▶ **Petunjuk**:
(1) Dalam kutipan tentang teori penerjemahan, siapa penulis bagian pendahuluan bab tersebut?
(2) Kembalikan seluruh teks kutipan tentang teori penerjemahan, mulai dari "Saat buku-buku tentang" turun hingga "dihadapi seorang penerjemah.", tanpa perubahan sedikit pun.

▶ **Kutipan**:
Mendalami Teori Penerjemahan

Saat buku-buku tentang penerjemahan sangat jarang kita temukan, sebuah karya yang mendalam tentang teori penerjemahan tercipta. Dengan apik, Benny Hoedoro Hoed, Guru Besar Emeritus pada Fakultas Ilmu Pengetahuan Budaya Universitas Indonesia membuat terobosan baru dalam hal buku penerjemahan. Dalam buku akademiknya, yakni Penerjemahan dan Kebudayaan,  ia menyisipkan sisi kebudayaan yang jarang dibahas buku penerjemahan lainnya.  Hoed juga membahas secara mendalam apa yang dibutuhkan dan harus diketahui serta masalah-masalah yang sering dihadapi seorang penerjemah.

Pada bagian pendahuluan bab ini, ditulis bukan oleh Hoed, tapi Alfons Taryadi. Bagian ini memaparkan apa saja yang bisa dikaitkan dengan ihwal penerjemahan. Penjelasan pada bagian ini memberitahukan kepada kita secara ringkas tentang kendala, faktor dalam penerjemahan, pemahaman teks sumber, dan ketiadaan terjemahan sempurna.

▶ **Informasi Hasil Ekstraksi**:

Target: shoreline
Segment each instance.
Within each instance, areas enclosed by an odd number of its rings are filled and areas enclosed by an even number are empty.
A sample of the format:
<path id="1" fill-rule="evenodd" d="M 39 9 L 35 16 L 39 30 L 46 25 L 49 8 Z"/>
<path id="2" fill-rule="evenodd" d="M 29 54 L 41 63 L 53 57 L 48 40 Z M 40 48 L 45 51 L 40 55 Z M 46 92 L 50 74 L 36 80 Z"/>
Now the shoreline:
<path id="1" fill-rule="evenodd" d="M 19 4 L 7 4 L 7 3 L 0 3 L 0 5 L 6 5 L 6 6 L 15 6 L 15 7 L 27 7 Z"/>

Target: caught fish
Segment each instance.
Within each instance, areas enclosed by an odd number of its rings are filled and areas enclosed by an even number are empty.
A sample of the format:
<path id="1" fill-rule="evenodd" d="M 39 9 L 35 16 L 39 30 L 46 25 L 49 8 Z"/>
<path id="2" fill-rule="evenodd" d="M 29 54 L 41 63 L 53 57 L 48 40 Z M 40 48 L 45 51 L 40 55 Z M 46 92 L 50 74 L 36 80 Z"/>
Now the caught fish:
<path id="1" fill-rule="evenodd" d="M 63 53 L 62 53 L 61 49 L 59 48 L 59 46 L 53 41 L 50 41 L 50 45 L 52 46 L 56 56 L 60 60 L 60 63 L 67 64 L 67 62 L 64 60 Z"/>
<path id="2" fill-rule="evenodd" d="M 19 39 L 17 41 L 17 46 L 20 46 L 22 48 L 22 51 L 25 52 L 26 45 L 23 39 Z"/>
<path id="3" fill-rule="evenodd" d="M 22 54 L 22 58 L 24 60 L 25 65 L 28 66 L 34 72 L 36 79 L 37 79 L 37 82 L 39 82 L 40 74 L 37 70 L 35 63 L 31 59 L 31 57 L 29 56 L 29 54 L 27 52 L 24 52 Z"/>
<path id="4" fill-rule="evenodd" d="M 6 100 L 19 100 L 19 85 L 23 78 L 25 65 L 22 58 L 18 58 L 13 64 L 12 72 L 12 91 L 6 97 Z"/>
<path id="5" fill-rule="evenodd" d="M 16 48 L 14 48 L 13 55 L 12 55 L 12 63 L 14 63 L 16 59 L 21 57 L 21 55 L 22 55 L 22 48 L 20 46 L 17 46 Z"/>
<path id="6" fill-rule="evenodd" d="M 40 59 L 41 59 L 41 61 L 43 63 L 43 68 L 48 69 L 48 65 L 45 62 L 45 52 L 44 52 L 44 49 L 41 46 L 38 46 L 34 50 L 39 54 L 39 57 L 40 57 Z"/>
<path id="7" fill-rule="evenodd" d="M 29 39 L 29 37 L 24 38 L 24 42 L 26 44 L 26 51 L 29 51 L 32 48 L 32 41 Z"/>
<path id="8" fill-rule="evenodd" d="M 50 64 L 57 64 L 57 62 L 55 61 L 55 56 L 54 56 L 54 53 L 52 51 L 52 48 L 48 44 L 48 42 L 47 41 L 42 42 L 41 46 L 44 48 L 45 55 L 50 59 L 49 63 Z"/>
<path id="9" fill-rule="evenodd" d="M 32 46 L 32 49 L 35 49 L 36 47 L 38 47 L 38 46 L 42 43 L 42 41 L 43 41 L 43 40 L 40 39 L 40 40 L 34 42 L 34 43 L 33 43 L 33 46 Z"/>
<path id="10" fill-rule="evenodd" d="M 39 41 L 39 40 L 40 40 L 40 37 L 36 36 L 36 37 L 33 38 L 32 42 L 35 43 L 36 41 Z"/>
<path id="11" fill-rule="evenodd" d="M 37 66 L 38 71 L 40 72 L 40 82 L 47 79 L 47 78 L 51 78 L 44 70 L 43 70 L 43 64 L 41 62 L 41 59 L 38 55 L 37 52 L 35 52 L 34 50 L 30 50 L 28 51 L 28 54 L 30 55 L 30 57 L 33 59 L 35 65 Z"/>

▶ **Jawaban Tiap Tugas**:
(1) Alfons Taryadi

(2)
Saat buku-buku tentang penerjemahan sangat jarang kita temukan, sebuah karya yang mendalam tentang teori penerjemahan tercipta. Dengan apik, Benny Hoedoro Hoed, Guru Besar Emeritus pada Fakultas Ilmu Pengetahuan Budaya Universitas Indonesia membuat terobosan baru dalam hal buku penerjemahan. Dalam buku akademiknya, yakni Penerjemahan dan Kebudayaan,  ia menyisipkan sisi kebudayaan yang jarang dibahas buku penerjemahan lainnya.  Hoed juga membahas secara mendalam apa yang dibutuhkan dan harus diketahui serta masalah-masalah yang sering dihadapi seorang penerjemah.